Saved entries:
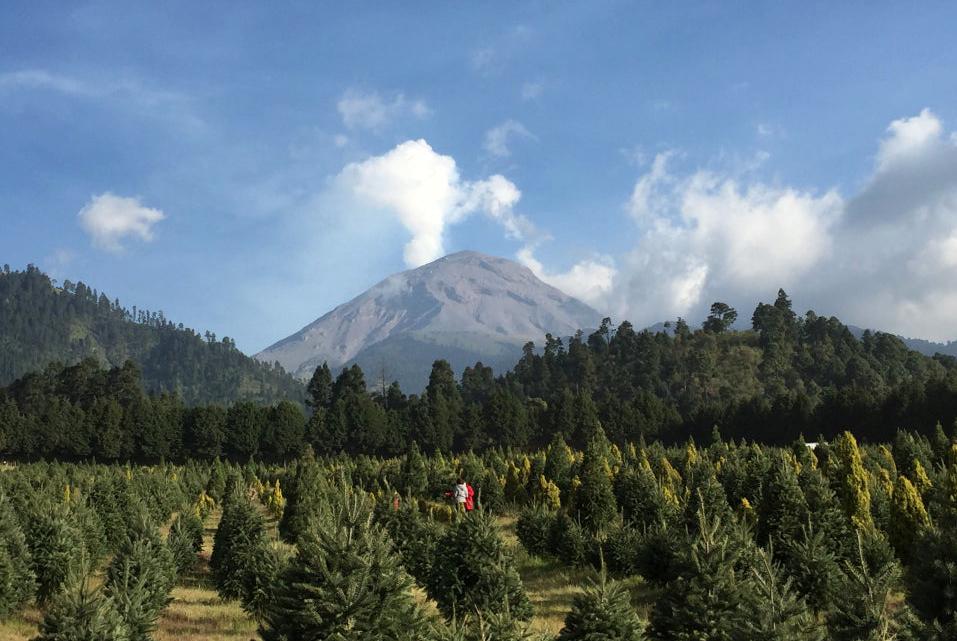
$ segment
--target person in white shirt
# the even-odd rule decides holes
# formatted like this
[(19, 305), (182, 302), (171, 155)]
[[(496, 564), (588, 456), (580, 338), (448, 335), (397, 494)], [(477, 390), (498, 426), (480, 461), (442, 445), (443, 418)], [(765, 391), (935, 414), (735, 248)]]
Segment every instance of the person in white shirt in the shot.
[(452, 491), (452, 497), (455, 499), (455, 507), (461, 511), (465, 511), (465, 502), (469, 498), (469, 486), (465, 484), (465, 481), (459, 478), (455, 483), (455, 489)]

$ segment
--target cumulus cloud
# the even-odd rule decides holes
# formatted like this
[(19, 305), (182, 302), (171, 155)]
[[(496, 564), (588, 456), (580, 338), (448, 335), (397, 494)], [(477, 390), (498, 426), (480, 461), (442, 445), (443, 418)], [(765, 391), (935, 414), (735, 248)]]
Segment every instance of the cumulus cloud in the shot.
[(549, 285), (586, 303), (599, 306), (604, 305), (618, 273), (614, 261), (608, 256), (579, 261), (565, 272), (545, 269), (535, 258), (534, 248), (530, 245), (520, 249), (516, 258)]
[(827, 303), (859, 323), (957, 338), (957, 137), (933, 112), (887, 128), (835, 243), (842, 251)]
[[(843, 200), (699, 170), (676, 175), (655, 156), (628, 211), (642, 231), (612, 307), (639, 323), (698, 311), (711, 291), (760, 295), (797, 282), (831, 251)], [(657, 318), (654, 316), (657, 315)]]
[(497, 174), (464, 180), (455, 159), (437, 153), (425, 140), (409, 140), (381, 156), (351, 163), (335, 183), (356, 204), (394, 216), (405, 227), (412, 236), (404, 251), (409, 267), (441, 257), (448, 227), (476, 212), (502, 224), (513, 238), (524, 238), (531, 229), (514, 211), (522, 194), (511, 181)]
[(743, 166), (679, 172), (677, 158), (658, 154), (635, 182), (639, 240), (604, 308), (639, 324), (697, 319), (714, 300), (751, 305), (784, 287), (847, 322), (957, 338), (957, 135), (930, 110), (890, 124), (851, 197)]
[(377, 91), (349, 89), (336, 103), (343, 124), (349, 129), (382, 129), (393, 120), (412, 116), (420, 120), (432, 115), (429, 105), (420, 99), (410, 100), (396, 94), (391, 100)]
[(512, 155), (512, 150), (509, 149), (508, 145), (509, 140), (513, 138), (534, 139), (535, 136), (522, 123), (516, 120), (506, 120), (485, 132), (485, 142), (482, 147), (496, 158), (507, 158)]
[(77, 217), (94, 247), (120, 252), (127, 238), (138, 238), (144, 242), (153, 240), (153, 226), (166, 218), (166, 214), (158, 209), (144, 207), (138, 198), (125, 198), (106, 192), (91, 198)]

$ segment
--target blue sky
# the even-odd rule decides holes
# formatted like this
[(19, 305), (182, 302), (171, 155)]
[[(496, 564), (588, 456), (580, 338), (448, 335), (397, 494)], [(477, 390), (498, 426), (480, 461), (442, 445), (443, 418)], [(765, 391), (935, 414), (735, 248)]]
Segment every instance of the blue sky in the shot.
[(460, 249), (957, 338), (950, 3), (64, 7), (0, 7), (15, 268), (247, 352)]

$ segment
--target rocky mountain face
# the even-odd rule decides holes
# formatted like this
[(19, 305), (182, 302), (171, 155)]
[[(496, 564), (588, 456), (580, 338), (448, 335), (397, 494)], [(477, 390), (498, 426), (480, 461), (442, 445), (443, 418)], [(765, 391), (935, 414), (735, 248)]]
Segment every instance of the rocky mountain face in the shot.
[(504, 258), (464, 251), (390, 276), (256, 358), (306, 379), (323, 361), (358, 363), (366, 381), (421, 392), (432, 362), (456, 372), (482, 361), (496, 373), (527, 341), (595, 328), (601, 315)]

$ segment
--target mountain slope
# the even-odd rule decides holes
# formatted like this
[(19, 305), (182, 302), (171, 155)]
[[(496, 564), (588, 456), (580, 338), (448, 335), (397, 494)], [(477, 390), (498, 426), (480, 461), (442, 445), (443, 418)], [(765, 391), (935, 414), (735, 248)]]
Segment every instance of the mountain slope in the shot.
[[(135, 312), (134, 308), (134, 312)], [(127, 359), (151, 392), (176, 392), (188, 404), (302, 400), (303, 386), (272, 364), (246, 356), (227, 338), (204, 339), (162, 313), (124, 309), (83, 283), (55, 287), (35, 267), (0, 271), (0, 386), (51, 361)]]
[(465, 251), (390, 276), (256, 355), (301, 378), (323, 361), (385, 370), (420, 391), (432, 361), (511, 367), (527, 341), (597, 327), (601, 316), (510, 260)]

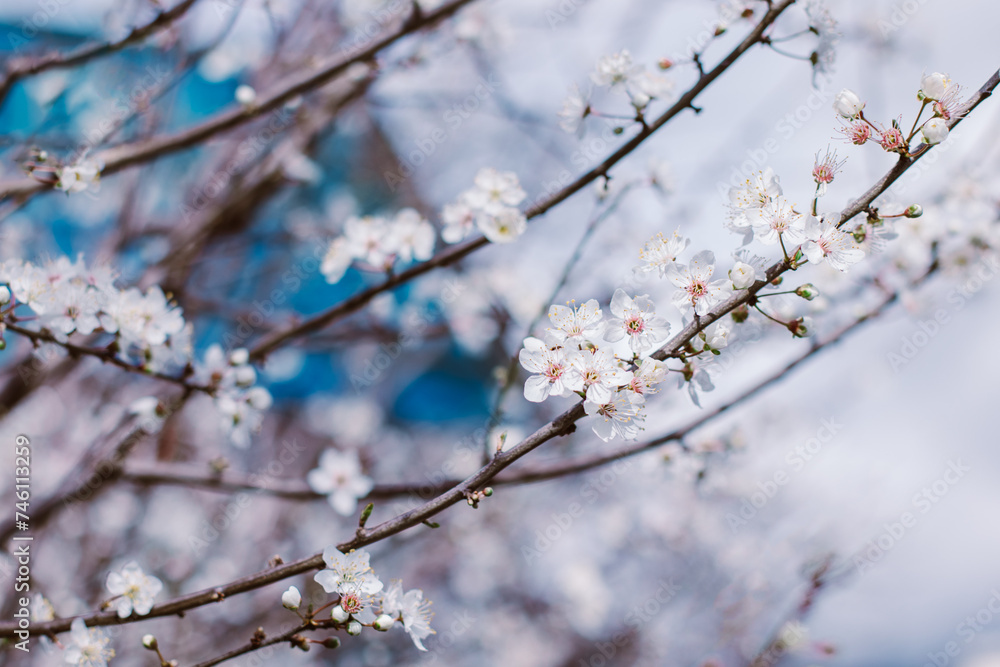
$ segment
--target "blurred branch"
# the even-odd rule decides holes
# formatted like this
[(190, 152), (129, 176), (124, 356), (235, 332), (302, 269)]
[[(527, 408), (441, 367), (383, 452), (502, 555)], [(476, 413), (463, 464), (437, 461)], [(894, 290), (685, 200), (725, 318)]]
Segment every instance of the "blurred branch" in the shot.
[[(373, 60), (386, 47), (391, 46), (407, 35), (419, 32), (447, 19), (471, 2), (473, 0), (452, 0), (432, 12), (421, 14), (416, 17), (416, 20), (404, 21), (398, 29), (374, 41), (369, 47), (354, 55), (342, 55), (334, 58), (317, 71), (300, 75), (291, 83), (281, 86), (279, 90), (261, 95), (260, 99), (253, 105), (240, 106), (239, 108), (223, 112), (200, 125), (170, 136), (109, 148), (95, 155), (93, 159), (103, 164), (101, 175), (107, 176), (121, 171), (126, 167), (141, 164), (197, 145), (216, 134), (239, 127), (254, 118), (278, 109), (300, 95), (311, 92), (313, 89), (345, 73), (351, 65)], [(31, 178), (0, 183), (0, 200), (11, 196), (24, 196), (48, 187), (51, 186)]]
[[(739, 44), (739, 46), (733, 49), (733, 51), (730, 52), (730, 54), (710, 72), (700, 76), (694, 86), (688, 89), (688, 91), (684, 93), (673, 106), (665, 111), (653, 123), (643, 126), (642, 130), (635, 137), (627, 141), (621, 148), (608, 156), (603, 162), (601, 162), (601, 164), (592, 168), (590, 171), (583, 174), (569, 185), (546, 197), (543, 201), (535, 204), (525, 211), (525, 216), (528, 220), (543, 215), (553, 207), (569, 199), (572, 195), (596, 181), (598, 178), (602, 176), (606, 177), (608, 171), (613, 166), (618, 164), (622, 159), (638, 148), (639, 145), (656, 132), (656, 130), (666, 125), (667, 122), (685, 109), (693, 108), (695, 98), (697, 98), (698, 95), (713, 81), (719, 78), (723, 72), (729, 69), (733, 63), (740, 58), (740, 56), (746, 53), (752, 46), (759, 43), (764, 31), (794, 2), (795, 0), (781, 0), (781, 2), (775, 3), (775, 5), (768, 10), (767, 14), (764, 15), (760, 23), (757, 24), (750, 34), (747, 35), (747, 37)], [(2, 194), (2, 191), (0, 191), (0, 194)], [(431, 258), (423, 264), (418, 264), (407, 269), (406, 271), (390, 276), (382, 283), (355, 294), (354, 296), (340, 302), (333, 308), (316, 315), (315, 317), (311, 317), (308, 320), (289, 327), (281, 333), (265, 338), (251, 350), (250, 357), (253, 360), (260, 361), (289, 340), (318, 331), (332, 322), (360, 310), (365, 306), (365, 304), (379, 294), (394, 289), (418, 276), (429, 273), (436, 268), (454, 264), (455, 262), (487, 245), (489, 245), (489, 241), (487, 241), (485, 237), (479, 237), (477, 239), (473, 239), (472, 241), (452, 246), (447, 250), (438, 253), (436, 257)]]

EXERCISE INSTRUCTIONS: Copy the data in full. No pictures belong in the copy.

EXERCISE RESPONSE:
$ segment
--target person in white shirt
# the even-odd rule decides holes
# formatted like this
[(19, 305), (182, 302), (171, 155)]
[[(496, 564), (588, 456), (580, 338), (448, 335), (397, 494)], [(477, 390), (498, 426), (480, 461), (442, 445), (443, 418)], [(765, 391), (935, 414), (735, 248)]]
Segment every instance of the person in white shirt in the shot.
[(452, 491), (452, 497), (455, 499), (455, 507), (461, 511), (465, 511), (465, 502), (469, 498), (469, 486), (465, 484), (465, 481), (459, 478), (455, 483), (455, 489)]

$ segment
--target cumulus cloud
# the even-odd rule decides holes
# formatted like this
[(19, 305), (182, 302), (171, 155)]
[[(496, 564), (588, 456), (580, 338), (448, 335), (397, 494)], [(477, 390), (498, 426), (480, 461), (442, 445), (443, 418)], [(765, 391), (935, 414), (735, 248)]]
Segment every instance of the cumulus cloud in the shot.
[(549, 285), (586, 303), (599, 306), (604, 305), (618, 273), (614, 261), (608, 256), (579, 261), (565, 272), (545, 269), (535, 258), (534, 248), (530, 245), (520, 249), (516, 258)]
[(827, 303), (859, 323), (957, 338), (957, 137), (933, 112), (887, 128), (835, 243), (842, 251)]
[[(843, 200), (699, 170), (676, 175), (655, 156), (628, 211), (642, 231), (612, 307), (639, 323), (698, 311), (711, 291), (760, 295), (797, 282), (831, 251)], [(657, 318), (654, 316), (657, 315)]]
[(497, 174), (464, 180), (455, 159), (437, 153), (425, 140), (409, 140), (381, 156), (351, 163), (335, 183), (356, 204), (394, 216), (405, 227), (412, 236), (404, 251), (409, 267), (441, 257), (448, 227), (476, 212), (502, 224), (513, 238), (524, 238), (531, 229), (514, 211), (522, 194), (511, 181)]
[(743, 166), (679, 172), (677, 158), (658, 154), (635, 182), (639, 240), (604, 308), (639, 324), (697, 319), (714, 300), (751, 305), (784, 287), (847, 322), (957, 338), (957, 135), (930, 110), (890, 124), (851, 197)]
[(377, 91), (349, 89), (336, 103), (343, 124), (349, 129), (382, 129), (393, 120), (412, 116), (420, 120), (432, 115), (429, 105), (420, 99), (410, 100), (396, 94), (391, 100)]
[(512, 155), (512, 150), (509, 149), (508, 145), (509, 140), (513, 138), (534, 139), (535, 136), (522, 123), (516, 120), (506, 120), (485, 132), (485, 142), (482, 147), (496, 158), (507, 158)]
[(77, 217), (94, 247), (120, 252), (127, 238), (138, 238), (144, 242), (153, 240), (153, 226), (166, 218), (166, 214), (158, 209), (144, 207), (138, 198), (125, 198), (106, 192), (91, 198)]

$ segment
--target blue sky
# the even-odd rule decides holes
# formatted like this
[(19, 305), (182, 302), (171, 155)]
[[(496, 564), (588, 456), (580, 338), (448, 335), (397, 494)], [(477, 390), (498, 426), (480, 461), (442, 445), (443, 418)], [(765, 391), (935, 414), (735, 248)]]
Segment every instance of the blue sky in the shot.
[(460, 249), (957, 338), (950, 3), (64, 7), (0, 7), (15, 268), (247, 352)]

$ segment
--target rocky mountain face
# the even-odd rule decides holes
# formatted like this
[(19, 305), (182, 302), (171, 155)]
[[(496, 564), (588, 456), (580, 338), (448, 335), (397, 494)], [(477, 390), (498, 426), (480, 461), (442, 445), (443, 418)], [(765, 391), (935, 414), (735, 248)]]
Segment every instance of the rocky mountain face in the shot.
[(504, 258), (464, 251), (390, 276), (256, 358), (306, 379), (323, 361), (358, 363), (366, 381), (421, 392), (432, 362), (456, 372), (482, 361), (496, 373), (527, 341), (595, 328), (601, 315)]

$ segment
--target mountain slope
# the even-odd rule decides holes
# formatted like this
[(19, 305), (182, 302), (171, 155)]
[[(496, 564), (588, 456), (580, 338), (448, 335), (397, 494)], [(477, 390), (498, 426), (480, 461), (442, 445), (443, 418)], [(765, 391), (935, 414), (735, 248)]]
Segment every instance of the mountain slope in the shot.
[[(135, 312), (134, 308), (134, 312)], [(127, 359), (151, 392), (176, 392), (188, 404), (302, 400), (303, 386), (272, 364), (246, 356), (227, 338), (204, 339), (162, 313), (124, 309), (83, 283), (55, 287), (35, 267), (0, 271), (0, 386), (51, 361)]]
[(465, 251), (390, 276), (256, 355), (301, 378), (323, 361), (385, 370), (420, 391), (432, 361), (511, 367), (527, 341), (597, 327), (601, 316), (510, 260)]

$ segment
--target "blurred branch"
# the even-odd rule decides holes
# formatted like this
[(190, 152), (129, 176), (124, 356), (235, 332), (302, 269)]
[[(527, 408), (441, 367), (383, 452), (502, 555)], [(476, 413), (463, 464), (437, 461)], [(894, 290), (685, 200), (725, 318)]]
Segment every instance of the "blurred branch" in the shot.
[[(373, 60), (386, 47), (391, 46), (407, 35), (419, 32), (447, 19), (471, 2), (473, 0), (452, 0), (432, 12), (421, 14), (416, 17), (416, 20), (404, 21), (398, 29), (374, 41), (369, 47), (354, 55), (342, 55), (334, 58), (317, 71), (300, 75), (291, 83), (281, 86), (279, 90), (261, 95), (260, 99), (253, 105), (240, 106), (239, 108), (223, 112), (200, 125), (170, 136), (109, 148), (95, 155), (93, 159), (103, 164), (101, 175), (107, 176), (121, 171), (126, 167), (141, 164), (197, 145), (216, 134), (239, 127), (254, 118), (278, 109), (300, 95), (311, 92), (313, 89), (345, 73), (351, 65)], [(31, 178), (0, 183), (0, 200), (11, 196), (24, 196), (48, 187), (51, 186)]]
[[(739, 44), (739, 46), (733, 49), (733, 51), (730, 52), (730, 54), (710, 72), (700, 76), (694, 86), (688, 89), (688, 91), (684, 93), (673, 106), (665, 111), (653, 123), (643, 126), (642, 130), (635, 137), (627, 141), (621, 148), (608, 156), (603, 162), (601, 162), (601, 164), (592, 168), (590, 171), (583, 174), (569, 185), (546, 197), (543, 201), (535, 204), (525, 211), (525, 216), (528, 220), (543, 215), (553, 207), (569, 199), (572, 195), (596, 181), (598, 178), (602, 176), (606, 177), (608, 171), (613, 166), (618, 164), (622, 159), (638, 148), (639, 145), (656, 132), (656, 130), (666, 125), (667, 122), (685, 109), (693, 108), (695, 98), (697, 98), (698, 95), (713, 81), (719, 78), (723, 72), (729, 69), (733, 63), (740, 58), (740, 56), (746, 53), (752, 46), (759, 43), (764, 31), (794, 2), (795, 0), (781, 0), (781, 2), (775, 3), (775, 5), (768, 10), (767, 14), (764, 15), (760, 23), (757, 24), (750, 34), (747, 35), (747, 37)], [(2, 194), (2, 191), (0, 191), (0, 194)], [(431, 258), (423, 264), (418, 264), (407, 269), (406, 271), (390, 276), (382, 283), (355, 294), (354, 296), (340, 302), (333, 308), (316, 315), (315, 317), (311, 317), (308, 320), (289, 327), (281, 333), (265, 338), (251, 350), (250, 357), (253, 360), (260, 361), (289, 340), (318, 331), (332, 322), (360, 310), (365, 306), (365, 304), (379, 294), (394, 289), (418, 276), (429, 273), (436, 268), (454, 264), (455, 262), (487, 245), (489, 245), (489, 241), (487, 241), (485, 237), (479, 237), (477, 239), (473, 239), (472, 241), (452, 246), (447, 250), (438, 253), (436, 257)]]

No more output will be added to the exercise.